Records excerpted from a collection:
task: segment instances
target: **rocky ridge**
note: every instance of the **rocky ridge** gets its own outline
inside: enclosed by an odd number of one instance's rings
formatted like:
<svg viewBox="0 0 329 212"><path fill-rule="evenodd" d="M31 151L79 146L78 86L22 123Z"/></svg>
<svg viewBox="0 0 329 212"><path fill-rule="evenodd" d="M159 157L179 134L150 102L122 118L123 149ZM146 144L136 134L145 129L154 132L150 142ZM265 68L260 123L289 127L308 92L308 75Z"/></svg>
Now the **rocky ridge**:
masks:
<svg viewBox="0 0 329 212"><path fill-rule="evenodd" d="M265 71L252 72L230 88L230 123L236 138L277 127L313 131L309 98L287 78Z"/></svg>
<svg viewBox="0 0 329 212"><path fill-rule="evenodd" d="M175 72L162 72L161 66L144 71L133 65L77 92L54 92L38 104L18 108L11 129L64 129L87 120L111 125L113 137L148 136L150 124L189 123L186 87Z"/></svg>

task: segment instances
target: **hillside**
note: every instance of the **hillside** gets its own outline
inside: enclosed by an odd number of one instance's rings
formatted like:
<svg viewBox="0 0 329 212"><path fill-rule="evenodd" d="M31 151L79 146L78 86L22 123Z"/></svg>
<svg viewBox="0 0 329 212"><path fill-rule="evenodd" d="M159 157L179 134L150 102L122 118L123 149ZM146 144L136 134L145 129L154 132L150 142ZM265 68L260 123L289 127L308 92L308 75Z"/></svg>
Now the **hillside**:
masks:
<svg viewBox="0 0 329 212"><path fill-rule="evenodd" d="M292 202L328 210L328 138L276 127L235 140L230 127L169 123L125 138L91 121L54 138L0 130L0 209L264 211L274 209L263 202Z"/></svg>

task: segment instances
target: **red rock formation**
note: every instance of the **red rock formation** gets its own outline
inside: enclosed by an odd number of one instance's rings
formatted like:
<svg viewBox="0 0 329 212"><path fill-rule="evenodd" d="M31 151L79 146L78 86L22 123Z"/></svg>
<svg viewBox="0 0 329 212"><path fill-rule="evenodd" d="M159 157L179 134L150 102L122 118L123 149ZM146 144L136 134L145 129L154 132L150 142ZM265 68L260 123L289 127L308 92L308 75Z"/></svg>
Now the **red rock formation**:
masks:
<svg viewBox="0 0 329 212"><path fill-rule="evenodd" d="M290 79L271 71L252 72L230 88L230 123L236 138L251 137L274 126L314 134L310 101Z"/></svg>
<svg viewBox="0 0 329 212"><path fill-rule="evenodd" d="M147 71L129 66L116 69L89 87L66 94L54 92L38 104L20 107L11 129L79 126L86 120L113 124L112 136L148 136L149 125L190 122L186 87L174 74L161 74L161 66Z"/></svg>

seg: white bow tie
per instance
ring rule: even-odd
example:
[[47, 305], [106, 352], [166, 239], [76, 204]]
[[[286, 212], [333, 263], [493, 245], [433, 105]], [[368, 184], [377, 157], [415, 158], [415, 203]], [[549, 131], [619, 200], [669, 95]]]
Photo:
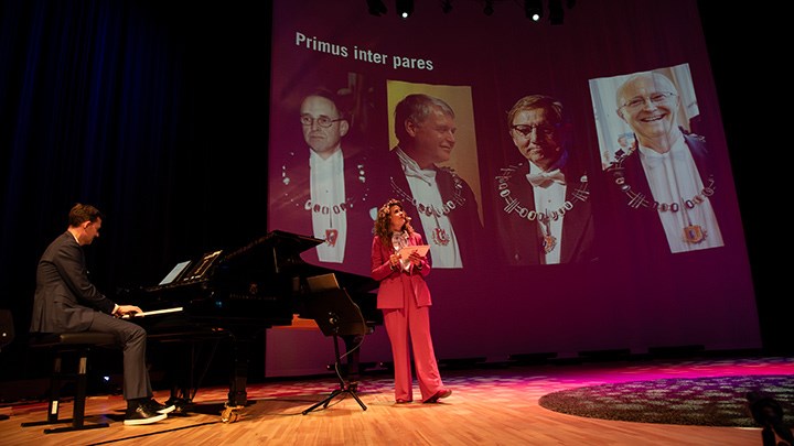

Exercise task> Copy all of the records above word for word, but leave out the pictures.

Reply>
task: segment instances
target: **rocky ridge**
note: every instance of the **rocky ridge** gets its own outline
inside: enclosed by an odd number of one instance's rings
formatted like:
<svg viewBox="0 0 329 212"><path fill-rule="evenodd" d="M31 151L79 146L78 86L22 123Z"/></svg>
<svg viewBox="0 0 329 212"><path fill-rule="evenodd" d="M159 157L179 134L150 102L122 118L123 149ZM146 144L136 134L145 129L154 132L150 142ZM265 68L260 123L289 127L308 92L308 75Z"/></svg>
Now the **rocky ridge**:
masks:
<svg viewBox="0 0 329 212"><path fill-rule="evenodd" d="M265 71L252 72L230 88L230 123L236 138L277 127L313 131L309 98L287 78Z"/></svg>
<svg viewBox="0 0 329 212"><path fill-rule="evenodd" d="M175 72L162 72L161 66L144 71L133 65L77 92L54 92L38 104L18 108L11 129L64 129L87 120L111 125L113 137L148 136L150 124L189 123L186 87Z"/></svg>

task: segment instances
target: **hillside**
note: every instance of the **hillside** gets its own outline
inside: enclosed by an odd number of one instance's rings
formatted like:
<svg viewBox="0 0 329 212"><path fill-rule="evenodd" d="M31 151L79 146L78 86L22 123Z"/></svg>
<svg viewBox="0 0 329 212"><path fill-rule="evenodd" d="M159 157L179 134L150 102L122 118L123 149ZM146 144L136 134L145 129L154 132L150 142ZM265 68L260 123L289 127L308 92L308 75Z"/></svg>
Now the **hillside**:
masks:
<svg viewBox="0 0 329 212"><path fill-rule="evenodd" d="M292 202L328 210L328 138L276 127L235 140L230 127L169 123L125 138L91 121L54 138L0 130L0 209L264 211L274 209L263 202Z"/></svg>

task: segment instances
target: **red rock formation**
note: every instance of the **red rock formation** gets its own outline
inside: enclosed by an odd number of one instance's rings
formatted like:
<svg viewBox="0 0 329 212"><path fill-rule="evenodd" d="M31 151L79 146L78 86L22 123Z"/></svg>
<svg viewBox="0 0 329 212"><path fill-rule="evenodd" d="M159 157L179 134L150 102L122 118L123 149ZM146 144L136 134L145 129L154 132L150 142ZM265 68L260 123L289 127L308 92L308 75Z"/></svg>
Now the **red rock formation**:
masks:
<svg viewBox="0 0 329 212"><path fill-rule="evenodd" d="M290 79L271 71L252 72L230 88L230 123L236 138L251 137L274 126L314 134L310 101Z"/></svg>
<svg viewBox="0 0 329 212"><path fill-rule="evenodd" d="M147 71L129 66L116 69L89 87L66 94L54 92L38 104L20 107L11 129L79 126L86 120L113 124L112 136L148 136L149 125L190 122L186 87L174 74L161 74L161 66Z"/></svg>

seg: white bow tie
per instance
ring rule: even-odd
example:
[[47, 305], [106, 352], [166, 239], [76, 204]]
[[[286, 212], [333, 263], [493, 245], [433, 105]], [[368, 184], [377, 157], [415, 158], [415, 203]], [[549, 131], [619, 200], [669, 95]]]
Photo:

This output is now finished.